Here is why -- because in my 43 years of experience in judo, I have seen a higher proportion of sexual abusers than I have in the general population. I suspect this is also true of other martial arts. Now, it's true that this is only limited to my experience, but in 43 years, traveling around the world, as well as monitoring the news on judo fairly closely, that experience includes a lot of people.
There are a few reasons I think this is true:
- In general, people who are seeking to abuse children have to get access to them in some way. Thus, you find more child abuse among people who come into contact with children regularly in settings unsupervised by other adults. To become a teacher at the K-12 level you need to get at least five years of education plus pass a background check, including getting finger printed. To teach martial arts you need to be in a club for a year or two and convince someone to give you a rank. Yes, in some clubs it can take five years or more to get a black belt, but that's not true everywhere. Often, if you show up to class and pay your dues on time you will get promoted. The background check is pretty minimal. The same is also true of many other extracurricular activities like youth sports or dance.

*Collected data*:
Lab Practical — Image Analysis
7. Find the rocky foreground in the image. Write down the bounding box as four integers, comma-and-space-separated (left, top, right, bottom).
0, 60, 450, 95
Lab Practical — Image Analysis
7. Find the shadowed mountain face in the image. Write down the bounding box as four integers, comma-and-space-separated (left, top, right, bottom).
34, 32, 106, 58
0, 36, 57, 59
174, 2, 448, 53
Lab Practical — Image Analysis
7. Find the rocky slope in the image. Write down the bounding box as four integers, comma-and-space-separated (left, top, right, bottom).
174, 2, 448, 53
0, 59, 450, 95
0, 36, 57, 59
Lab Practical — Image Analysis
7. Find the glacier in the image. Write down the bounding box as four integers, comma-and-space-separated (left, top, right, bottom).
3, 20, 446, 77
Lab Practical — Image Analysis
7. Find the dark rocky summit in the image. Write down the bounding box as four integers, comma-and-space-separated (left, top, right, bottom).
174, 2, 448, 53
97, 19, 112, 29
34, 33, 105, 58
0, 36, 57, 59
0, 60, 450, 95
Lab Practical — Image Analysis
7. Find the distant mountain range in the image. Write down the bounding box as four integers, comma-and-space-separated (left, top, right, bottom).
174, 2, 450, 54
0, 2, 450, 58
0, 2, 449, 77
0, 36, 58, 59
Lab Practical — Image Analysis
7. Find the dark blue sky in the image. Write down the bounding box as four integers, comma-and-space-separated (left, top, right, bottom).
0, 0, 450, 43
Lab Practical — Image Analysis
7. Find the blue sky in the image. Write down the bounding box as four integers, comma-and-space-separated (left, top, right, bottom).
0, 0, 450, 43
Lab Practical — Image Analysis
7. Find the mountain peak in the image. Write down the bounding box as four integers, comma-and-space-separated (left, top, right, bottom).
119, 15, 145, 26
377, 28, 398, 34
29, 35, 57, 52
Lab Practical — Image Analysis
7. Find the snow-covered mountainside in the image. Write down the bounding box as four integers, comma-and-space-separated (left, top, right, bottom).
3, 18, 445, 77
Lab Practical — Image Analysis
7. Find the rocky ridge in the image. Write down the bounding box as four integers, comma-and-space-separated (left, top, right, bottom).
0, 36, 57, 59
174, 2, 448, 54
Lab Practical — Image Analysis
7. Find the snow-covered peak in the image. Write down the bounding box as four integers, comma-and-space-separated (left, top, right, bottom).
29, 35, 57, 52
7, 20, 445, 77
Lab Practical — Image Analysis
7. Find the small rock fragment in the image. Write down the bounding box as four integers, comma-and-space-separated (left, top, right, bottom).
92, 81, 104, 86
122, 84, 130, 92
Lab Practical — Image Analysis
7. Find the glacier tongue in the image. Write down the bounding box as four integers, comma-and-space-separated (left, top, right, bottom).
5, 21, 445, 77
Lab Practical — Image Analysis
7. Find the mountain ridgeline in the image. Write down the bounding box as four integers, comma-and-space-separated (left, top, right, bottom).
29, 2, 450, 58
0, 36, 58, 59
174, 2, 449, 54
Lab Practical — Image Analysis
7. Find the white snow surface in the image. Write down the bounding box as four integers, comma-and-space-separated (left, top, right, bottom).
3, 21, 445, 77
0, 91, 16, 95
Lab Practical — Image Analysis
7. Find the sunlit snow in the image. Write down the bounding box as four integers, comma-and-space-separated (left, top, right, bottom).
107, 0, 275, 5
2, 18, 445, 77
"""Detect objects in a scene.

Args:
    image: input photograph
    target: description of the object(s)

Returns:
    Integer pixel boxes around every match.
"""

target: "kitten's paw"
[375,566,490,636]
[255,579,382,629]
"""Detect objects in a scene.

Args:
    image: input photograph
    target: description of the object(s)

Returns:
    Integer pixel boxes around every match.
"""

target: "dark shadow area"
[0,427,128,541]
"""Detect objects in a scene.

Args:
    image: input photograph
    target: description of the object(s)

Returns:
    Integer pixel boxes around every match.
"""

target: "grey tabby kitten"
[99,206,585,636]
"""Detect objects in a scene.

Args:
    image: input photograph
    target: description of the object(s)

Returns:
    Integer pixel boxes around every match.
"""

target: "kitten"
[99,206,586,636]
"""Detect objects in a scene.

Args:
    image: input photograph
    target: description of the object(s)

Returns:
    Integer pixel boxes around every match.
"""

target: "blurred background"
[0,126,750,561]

*SET OF TASKS*:
**1.** List every length of time mentioned in the judo passage, along with what each one refers to.
**2.** According to the judo passage, what is often enough to get promoted in a martial arts class?
**3.** Please reproduce the stretch of the judo passage from "Here is why" through "lot of people.", word for word.

*ANSWERS TO THE TASKS*:
**1.**
- 43 years: the writer's experience in judo
- At least five years: the education needed to teach at the K-12 level
- A year or two: time spent in a club before teaching martial arts
- Five years or more: how long getting a black belt can take in some clubs

**2.** Showing up to class and paying your dues on time.

**3.**
Here is why -- because in my 43 years of experience in judo, I have seen a higher proportion of sexual abusers than I have in the general population. I suspect this is also true of other martial arts. Now, it's true that this is only limited to my experience, but in 43 years, traveling around the world, as well as monitoring the news on judo fairly closely, that experience includes a lot of people.